**DOCUMENT EXTRACT:**
○ ○ ○ ○ ○ ○ ○

Coffee-mate: Thermos Round-up

No one takes a to-go cup on the trail. Unless it's one of these hardy thermoses or hot/cold bottles.

by: Katie Herrell

PAGE 1 2 3 4 5
The Contenders (Julia Vandenoever)
The Contenders (Julia Vandenoever)
Klean Kanteen Insulated (Mike J Donley)
Klean Kanteen Insulated (Mike J Donley)
Primus C&H Vacuum Bottle (Mike J Donley)
Primus C&H Vacuum Bottle (Mike J Donley)
Bow Valley Stainless Steel Vacuum Bottle (Mike J Donley)
Bow Valley Stainless Steel Vacuum Bottle (Mike J Donley)
Snow Peak Kanpai Vacuum Stainless Bottle (Mike J Donley)
Snow Peak Kanpai Vacuum Stainless Bottle (Mike J Donley)

beefy cold-weather drink machine
Primus C&H Vacuum Bottle

If a rough-and-tumble exterior is what you need this Primus line fits the bill. The bottles look like bulky spray paint cans and have a black, sanded-down sandpaper exterior which is great for gripping in gloves said one tester. They (there are five size options from .25 liter to 1L) have a narrow mouth and two cap options—one for pouring and one for heat retention. The pouring cap does need diligent cleaning to stay stink-free and one tester was able to (unintentionally) unscrew the pouring lid into two separate parts. These caps fit securely under an included screw-on cup/top making these great bottles for sharing.

○ ○ ○ ○ ○ ○ ○

**DATA LINES:**
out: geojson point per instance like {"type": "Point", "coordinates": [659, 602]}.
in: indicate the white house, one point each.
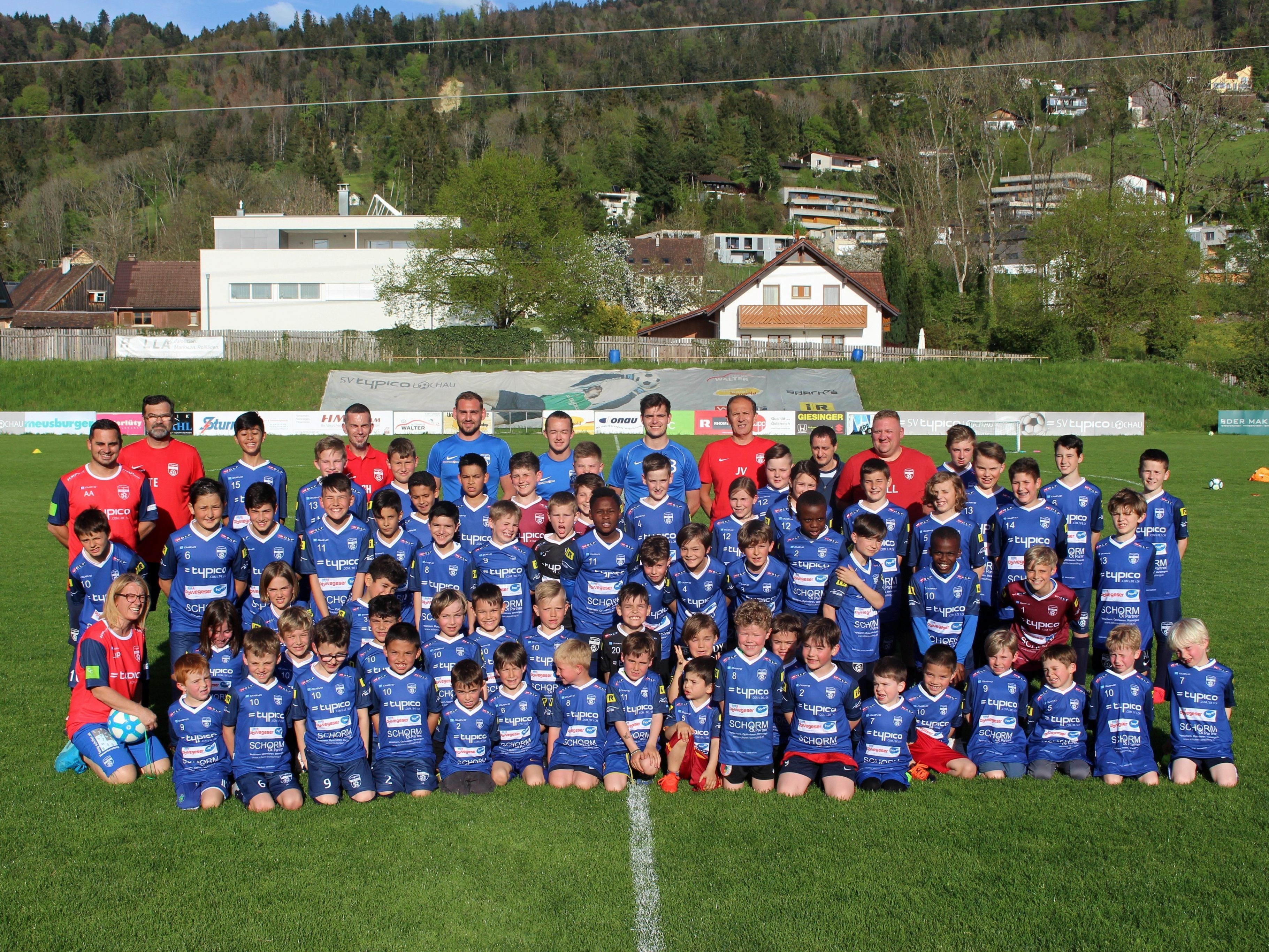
{"type": "Point", "coordinates": [305, 272]}
{"type": "Point", "coordinates": [801, 295]}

○ ○ ○ ○ ○ ○ ○

**INSTRUCTIONS TO FOLLOW:**
Reproduce the thermos round-up in full, word for word.

**FULL OUTPUT:**
Coffee-mate: Thermos Round-up

No one takes a to-go cup on the trail. Unless it's one of these hardy thermoses or hot/cold bottles.

by: Katie Herrell

PAGE 1 2 3 4 5
The Contenders (Julia Vandenoever)
The Contenders (Julia Vandenoever)
Klean Kanteen Insulated (Mike J Donley)
Klean Kanteen Insulated (Mike J Donley)
Primus C&H Vacuum Bottle (Mike J Donley)
Primus C&H Vacuum Bottle (Mike J Donley)
Bow Valley Stainless Steel Vacuum Bottle (Mike J Donley)
Bow Valley Stainless Steel Vacuum Bottle (Mike J Donley)
Snow Peak Kanpai Vacuum Stainless Bottle (Mike J Donley)
Snow Peak Kanpai Vacuum Stainless Bottle (Mike J Donley)

beefy cold-weather drink machine
Primus C&H Vacuum Bottle

If a rough-and-tumble exterior is what you need this Primus line fits the bill. The bottles look like bulky spray paint cans and have a black, sanded-down sandpaper exterior which is great for gripping in gloves said one tester. They (there are five size options from .25 liter to 1L) have a narrow mouth and two cap options—one for pouring and one for heat retention. The pouring cap does need diligent cleaning to stay stink-free and one tester was able to (unintentionally) unscrew the pouring lid into two separate parts. These caps fit securely under an included screw-on cup/top making these great bottles for sharing.